• **TASK TO CARRY OUT**: Express the entries from the line that contains "Target = fingernail" through the end of the entries as a JSON list of strings, one string per line, leaving out blank lines. Include both the starting line and the last line.

• **GIVEN RECORDS**:
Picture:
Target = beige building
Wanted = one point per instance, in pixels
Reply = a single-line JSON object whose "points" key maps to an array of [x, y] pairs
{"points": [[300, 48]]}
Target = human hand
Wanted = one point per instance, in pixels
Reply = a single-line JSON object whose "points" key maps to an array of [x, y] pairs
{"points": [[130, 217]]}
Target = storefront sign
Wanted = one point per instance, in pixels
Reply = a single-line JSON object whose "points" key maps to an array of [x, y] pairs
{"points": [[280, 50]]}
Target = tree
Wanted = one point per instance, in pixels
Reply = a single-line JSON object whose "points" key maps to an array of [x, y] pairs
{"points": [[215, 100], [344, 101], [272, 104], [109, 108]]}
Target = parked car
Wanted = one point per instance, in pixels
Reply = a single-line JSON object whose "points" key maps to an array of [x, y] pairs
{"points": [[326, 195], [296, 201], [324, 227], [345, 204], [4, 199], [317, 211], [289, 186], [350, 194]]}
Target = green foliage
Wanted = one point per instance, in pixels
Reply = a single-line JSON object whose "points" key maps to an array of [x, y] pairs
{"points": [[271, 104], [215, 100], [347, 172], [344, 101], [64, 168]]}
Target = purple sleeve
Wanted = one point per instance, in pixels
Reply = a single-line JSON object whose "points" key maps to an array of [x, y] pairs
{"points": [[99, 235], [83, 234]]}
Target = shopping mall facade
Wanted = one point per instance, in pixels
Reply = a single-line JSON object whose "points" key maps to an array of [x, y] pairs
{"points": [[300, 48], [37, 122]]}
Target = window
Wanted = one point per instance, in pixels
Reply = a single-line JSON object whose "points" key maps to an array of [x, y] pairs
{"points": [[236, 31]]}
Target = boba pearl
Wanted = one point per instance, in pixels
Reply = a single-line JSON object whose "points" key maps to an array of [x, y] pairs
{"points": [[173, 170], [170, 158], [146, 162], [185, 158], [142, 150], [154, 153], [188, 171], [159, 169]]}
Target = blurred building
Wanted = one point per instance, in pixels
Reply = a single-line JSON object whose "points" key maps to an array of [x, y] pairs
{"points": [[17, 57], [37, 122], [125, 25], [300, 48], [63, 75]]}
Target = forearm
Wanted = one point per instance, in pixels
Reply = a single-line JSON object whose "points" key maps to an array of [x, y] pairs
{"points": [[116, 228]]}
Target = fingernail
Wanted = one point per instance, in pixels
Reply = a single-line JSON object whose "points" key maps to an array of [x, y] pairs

• **ANSWER TO THIS EXERCISE**:
[
  "Target = fingernail",
  "Wanted = one point per instance, in pixels",
  "Reply = a single-line JSON object whose \"points\" key maps to an array of [x, y] pairs"
]